++++ ENTRÉE ++++

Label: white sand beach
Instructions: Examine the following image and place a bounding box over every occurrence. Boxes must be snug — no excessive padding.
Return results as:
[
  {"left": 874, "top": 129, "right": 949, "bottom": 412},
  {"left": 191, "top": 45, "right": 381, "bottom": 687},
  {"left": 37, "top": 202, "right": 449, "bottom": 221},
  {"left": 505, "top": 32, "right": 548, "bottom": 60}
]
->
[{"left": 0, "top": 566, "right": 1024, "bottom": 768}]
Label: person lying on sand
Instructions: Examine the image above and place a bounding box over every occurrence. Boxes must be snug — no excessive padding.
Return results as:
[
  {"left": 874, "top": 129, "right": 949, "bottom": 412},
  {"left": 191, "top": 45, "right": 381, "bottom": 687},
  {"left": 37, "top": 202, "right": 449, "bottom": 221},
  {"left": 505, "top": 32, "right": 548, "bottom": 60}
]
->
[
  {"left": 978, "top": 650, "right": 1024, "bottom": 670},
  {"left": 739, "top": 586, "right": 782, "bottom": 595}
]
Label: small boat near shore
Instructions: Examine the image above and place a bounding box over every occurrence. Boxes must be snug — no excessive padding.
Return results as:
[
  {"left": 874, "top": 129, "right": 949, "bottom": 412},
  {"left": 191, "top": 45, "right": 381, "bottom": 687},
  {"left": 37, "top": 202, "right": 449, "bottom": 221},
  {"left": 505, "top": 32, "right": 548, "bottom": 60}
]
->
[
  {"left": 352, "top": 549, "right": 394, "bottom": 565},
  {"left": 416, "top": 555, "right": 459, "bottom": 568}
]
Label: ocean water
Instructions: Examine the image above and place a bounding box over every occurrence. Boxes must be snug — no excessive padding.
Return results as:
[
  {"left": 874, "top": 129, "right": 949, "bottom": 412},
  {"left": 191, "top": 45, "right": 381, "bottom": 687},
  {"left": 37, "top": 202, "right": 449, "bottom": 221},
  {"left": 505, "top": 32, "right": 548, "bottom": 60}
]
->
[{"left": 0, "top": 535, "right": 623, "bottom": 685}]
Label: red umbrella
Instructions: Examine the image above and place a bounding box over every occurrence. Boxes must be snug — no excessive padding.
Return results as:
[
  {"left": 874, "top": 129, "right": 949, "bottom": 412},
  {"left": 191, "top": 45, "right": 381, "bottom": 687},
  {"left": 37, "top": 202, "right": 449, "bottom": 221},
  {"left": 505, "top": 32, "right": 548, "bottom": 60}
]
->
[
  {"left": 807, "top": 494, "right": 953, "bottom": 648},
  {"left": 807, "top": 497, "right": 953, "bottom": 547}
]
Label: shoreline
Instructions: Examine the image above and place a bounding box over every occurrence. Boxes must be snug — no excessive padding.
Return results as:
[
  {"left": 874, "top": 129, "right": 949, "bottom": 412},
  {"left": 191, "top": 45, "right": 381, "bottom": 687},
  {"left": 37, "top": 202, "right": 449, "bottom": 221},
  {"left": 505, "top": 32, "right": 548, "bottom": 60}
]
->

++++

CONSIGNE DÉTAILLÉE: Pouvez-vous présenter sous forme de liste JSON de chaînes, à raison d'une chaîne par ligne et sans les lignes vides, les lignes des enregistrements commençant à celle qui contient "Label: shoreline" et allant jusqu'à la fin des enregistrements, bornes incluses ?

RÉPONSE RÉDIGÉE:
[
  "Label: shoreline",
  "Instructions: Examine the image above and place a bounding box over every occurrence. Boxes must be snug — no excessive padding.",
  "Return results as:",
  "[",
  "  {\"left\": 874, \"top\": 129, \"right\": 949, \"bottom\": 412},",
  "  {\"left\": 191, \"top\": 45, \"right\": 381, \"bottom\": 687},",
  "  {\"left\": 37, \"top\": 202, \"right\": 449, \"bottom\": 221},",
  "  {\"left\": 505, \"top\": 32, \"right\": 548, \"bottom\": 60}",
  "]",
  "->"
]